Exercise prompt:
Format every line of the rows below as a JSON list of strings, one string per line, skipping blank lines.

Source material:
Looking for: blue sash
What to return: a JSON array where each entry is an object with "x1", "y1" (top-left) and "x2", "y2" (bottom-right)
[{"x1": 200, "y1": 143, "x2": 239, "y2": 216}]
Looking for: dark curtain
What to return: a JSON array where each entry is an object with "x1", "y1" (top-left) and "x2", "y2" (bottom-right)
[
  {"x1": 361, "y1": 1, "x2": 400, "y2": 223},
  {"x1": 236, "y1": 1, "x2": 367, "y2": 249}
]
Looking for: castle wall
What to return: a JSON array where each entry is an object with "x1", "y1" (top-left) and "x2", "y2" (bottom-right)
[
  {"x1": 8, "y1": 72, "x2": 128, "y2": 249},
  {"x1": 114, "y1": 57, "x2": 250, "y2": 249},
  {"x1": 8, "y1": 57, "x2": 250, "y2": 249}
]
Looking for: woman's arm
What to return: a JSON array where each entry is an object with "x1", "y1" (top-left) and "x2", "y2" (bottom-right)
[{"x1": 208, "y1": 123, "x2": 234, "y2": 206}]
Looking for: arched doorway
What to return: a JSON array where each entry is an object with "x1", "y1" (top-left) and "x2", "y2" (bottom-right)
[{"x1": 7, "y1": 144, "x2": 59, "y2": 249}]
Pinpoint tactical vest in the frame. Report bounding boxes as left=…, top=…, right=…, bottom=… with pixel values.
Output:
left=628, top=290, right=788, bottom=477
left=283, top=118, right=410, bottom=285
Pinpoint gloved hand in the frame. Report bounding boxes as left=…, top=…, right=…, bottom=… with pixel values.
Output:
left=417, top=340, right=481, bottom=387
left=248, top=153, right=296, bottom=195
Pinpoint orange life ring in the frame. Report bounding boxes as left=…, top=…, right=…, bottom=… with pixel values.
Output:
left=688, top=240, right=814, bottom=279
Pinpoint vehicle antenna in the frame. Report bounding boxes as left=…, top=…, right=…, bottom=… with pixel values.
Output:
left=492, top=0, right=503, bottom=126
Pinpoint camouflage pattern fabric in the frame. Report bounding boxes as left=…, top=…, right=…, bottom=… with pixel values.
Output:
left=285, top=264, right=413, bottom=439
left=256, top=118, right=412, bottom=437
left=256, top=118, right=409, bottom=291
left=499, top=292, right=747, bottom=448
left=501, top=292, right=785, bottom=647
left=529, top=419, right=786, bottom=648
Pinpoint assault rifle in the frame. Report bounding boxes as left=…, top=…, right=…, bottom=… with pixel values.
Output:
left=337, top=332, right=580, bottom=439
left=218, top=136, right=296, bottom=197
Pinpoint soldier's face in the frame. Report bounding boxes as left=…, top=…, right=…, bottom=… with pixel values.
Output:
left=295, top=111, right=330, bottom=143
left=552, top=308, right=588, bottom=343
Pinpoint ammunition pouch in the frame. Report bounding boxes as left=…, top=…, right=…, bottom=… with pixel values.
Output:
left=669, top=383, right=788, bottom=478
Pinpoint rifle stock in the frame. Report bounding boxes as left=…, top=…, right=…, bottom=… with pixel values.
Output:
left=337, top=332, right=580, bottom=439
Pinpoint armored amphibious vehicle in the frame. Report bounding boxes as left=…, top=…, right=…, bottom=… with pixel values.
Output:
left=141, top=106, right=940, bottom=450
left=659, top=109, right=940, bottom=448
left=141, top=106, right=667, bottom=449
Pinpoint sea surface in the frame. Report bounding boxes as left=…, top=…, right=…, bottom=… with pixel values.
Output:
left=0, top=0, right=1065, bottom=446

Result:
[
  "Looking for: blue sash",
  "What to return: a JSON array where each entry is an object with \"x1\", \"y1\" (top-left) and \"x2\", \"y2\" (bottom-right)",
  "[{\"x1\": 200, \"y1\": 143, \"x2\": 239, \"y2\": 216}]",
  "Looking for: dark curtain",
  "What to return: a JSON array where each entry is an object with \"x1\", \"y1\" (top-left) and \"x2\", \"y2\" (bottom-right)",
  "[",
  "  {\"x1\": 361, \"y1\": 1, \"x2\": 400, \"y2\": 223},",
  "  {\"x1\": 236, \"y1\": 1, \"x2\": 367, \"y2\": 249}",
  "]",
  "Looking for: castle wall",
  "What to return: a JSON array where each entry is an object with \"x1\", \"y1\" (top-left) and \"x2\", \"y2\" (bottom-right)",
  "[",
  "  {\"x1\": 8, \"y1\": 72, \"x2\": 128, \"y2\": 249},",
  "  {\"x1\": 114, \"y1\": 57, \"x2\": 250, \"y2\": 249},",
  "  {\"x1\": 8, \"y1\": 57, \"x2\": 250, \"y2\": 249}",
  "]",
  "Looking for: woman's arm",
  "What to return: a JSON array where each entry is an object with \"x1\", \"y1\" (top-left) and \"x2\", \"y2\" (bottom-right)",
  "[{\"x1\": 208, \"y1\": 123, \"x2\": 234, \"y2\": 206}]",
  "Looking for: arched doorway",
  "What to return: a JSON array where each entry is an object with \"x1\", \"y1\" (top-left) and \"x2\", \"y2\" (bottom-right)",
  "[{\"x1\": 7, \"y1\": 144, \"x2\": 59, \"y2\": 249}]",
  "Pinpoint tactical vest in the frame. Report bounding boxes as left=…, top=…, right=…, bottom=… with pixel values.",
  "Output:",
  "left=628, top=290, right=788, bottom=477",
  "left=283, top=118, right=410, bottom=285",
  "Pinpoint gloved hand in the frame. Report bounding boxes as left=…, top=…, right=…, bottom=… with pixel values.",
  "Output:",
  "left=417, top=340, right=481, bottom=387",
  "left=248, top=153, right=296, bottom=195",
  "Pinpoint orange life ring in the frame. Report bounding boxes as left=…, top=…, right=…, bottom=… with pixel values.",
  "Output:",
  "left=688, top=240, right=814, bottom=279",
  "Pinpoint vehicle antenna in the frame. Report bounding boxes as left=…, top=…, right=…, bottom=… with pixel values.",
  "Output:",
  "left=492, top=0, right=503, bottom=126",
  "Pinpoint camouflage pattern fabric in the frame. Report bounding boxes as left=…, top=…, right=…, bottom=… with pixel values.",
  "Output:",
  "left=285, top=264, right=413, bottom=439",
  "left=256, top=118, right=412, bottom=437",
  "left=256, top=118, right=409, bottom=291",
  "left=499, top=292, right=747, bottom=448",
  "left=501, top=292, right=785, bottom=647",
  "left=529, top=419, right=786, bottom=648",
  "Pinpoint assault rifle in the frame. Report bounding boxes as left=…, top=…, right=…, bottom=… with pixel values.",
  "Output:",
  "left=337, top=332, right=580, bottom=439",
  "left=218, top=136, right=296, bottom=197",
  "Pinpoint soldier's face in the frame. Report bounding boxes as left=…, top=…, right=…, bottom=… with pixel values.",
  "Output:",
  "left=295, top=111, right=330, bottom=143",
  "left=552, top=308, right=588, bottom=343",
  "Pinpoint ammunition pouch in the frame. Report bounding boxes as left=…, top=…, right=…, bottom=… with pixel values.",
  "Output:",
  "left=669, top=383, right=788, bottom=478",
  "Pinpoint rifle stock in the frame. Report bounding boxes as left=…, top=…, right=…, bottom=… with pixel values.",
  "Output:",
  "left=337, top=332, right=580, bottom=439",
  "Pinpoint armored amphibious vehicle in the frame. Report bounding boxes as left=…, top=…, right=…, bottom=… with pixel values.",
  "Output:",
  "left=141, top=106, right=940, bottom=450",
  "left=659, top=109, right=940, bottom=448",
  "left=141, top=106, right=667, bottom=449",
  "Pinpoint sea surface in the frame. Report bounding boxes as left=…, top=…, right=…, bottom=… with pixel values.",
  "Output:",
  "left=0, top=0, right=1065, bottom=446"
]